__AIM OF THE EXERCISE__. Transfer the lines from the start through the line containing "567, 1119, 585, 1153", both ends included, keeping the requests as they are and adding 4 to every bounding box coordinate in the answers.

__RECORDED DATA__.
----------------------------------------

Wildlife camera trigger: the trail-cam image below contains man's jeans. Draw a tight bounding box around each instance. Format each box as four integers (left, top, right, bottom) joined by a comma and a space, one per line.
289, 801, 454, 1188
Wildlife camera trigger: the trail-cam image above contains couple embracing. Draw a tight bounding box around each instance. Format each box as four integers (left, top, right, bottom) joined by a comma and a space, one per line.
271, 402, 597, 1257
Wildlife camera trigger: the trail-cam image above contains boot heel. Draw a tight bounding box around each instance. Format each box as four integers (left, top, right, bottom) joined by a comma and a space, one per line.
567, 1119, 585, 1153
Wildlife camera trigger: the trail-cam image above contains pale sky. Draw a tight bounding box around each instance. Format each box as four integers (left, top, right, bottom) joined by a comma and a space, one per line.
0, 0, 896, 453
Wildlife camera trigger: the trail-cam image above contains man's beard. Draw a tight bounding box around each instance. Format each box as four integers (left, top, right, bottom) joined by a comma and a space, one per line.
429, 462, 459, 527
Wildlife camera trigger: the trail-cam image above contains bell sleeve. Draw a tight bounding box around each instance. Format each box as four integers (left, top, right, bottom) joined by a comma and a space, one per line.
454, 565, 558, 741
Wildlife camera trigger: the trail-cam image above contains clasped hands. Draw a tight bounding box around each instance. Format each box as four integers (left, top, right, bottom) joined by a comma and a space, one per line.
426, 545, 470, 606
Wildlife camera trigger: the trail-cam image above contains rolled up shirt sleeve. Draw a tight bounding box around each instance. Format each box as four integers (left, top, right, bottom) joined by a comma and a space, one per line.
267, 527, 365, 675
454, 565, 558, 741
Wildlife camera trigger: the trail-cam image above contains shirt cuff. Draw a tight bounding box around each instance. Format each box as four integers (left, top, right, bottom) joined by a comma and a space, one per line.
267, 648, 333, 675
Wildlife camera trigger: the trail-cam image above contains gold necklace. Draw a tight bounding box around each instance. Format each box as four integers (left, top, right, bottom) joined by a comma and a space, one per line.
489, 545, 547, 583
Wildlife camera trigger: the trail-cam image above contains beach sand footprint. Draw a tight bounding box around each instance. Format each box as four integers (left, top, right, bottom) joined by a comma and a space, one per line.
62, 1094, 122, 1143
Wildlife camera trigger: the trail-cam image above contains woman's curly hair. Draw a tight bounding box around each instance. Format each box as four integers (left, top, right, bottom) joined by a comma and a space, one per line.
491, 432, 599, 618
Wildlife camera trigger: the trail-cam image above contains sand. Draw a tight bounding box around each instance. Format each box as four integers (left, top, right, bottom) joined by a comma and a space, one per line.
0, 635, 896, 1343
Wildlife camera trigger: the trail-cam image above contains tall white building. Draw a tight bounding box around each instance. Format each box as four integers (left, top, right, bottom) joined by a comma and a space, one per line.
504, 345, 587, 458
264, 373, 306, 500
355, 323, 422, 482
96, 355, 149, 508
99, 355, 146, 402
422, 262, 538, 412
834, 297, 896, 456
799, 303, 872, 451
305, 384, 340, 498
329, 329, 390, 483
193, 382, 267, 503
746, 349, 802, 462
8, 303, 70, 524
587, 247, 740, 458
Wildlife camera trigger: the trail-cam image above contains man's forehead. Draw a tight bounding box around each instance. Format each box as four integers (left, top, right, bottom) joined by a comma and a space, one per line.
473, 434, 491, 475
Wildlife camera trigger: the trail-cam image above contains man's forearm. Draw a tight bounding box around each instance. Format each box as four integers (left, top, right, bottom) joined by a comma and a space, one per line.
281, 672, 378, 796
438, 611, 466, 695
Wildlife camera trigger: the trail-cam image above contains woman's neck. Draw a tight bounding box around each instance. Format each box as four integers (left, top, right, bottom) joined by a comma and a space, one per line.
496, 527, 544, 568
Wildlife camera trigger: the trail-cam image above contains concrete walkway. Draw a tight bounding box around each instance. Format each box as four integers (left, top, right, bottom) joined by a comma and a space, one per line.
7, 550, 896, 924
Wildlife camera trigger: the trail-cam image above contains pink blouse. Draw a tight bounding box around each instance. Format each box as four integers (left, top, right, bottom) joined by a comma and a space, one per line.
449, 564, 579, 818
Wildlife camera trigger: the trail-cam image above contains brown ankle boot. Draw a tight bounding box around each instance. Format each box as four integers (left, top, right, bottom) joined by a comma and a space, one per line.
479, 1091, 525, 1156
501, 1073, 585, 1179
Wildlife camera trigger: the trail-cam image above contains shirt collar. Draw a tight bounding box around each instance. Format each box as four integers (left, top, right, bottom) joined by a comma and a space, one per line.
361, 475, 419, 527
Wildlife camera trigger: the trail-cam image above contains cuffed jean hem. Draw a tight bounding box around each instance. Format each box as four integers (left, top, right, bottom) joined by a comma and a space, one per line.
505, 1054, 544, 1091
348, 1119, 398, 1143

----------------------------------------

__RESPONSE__.
Wildlife camera trigger: the trail-cam image below contains man's jeans. Draw a tight bounding box around each instance. Format each box as four integers (left, top, right, bottom) joined by a comma and a space, one per line.
293, 805, 458, 1192
Wildlife camera trigger: the trail-cam image above contains couple embracing. Draw a tight bounding box around each instance. Format each box as four integers (left, top, right, bottom) joined by a comma and a space, one per line.
275, 406, 601, 1261
Wildlife camera trigger: the trail-cam image above contains boot heel. Draw a tight bounding box around each instance. Format each box as four integers (left, top, right, bottom) joined by a comma and a space, one per line.
571, 1123, 589, 1157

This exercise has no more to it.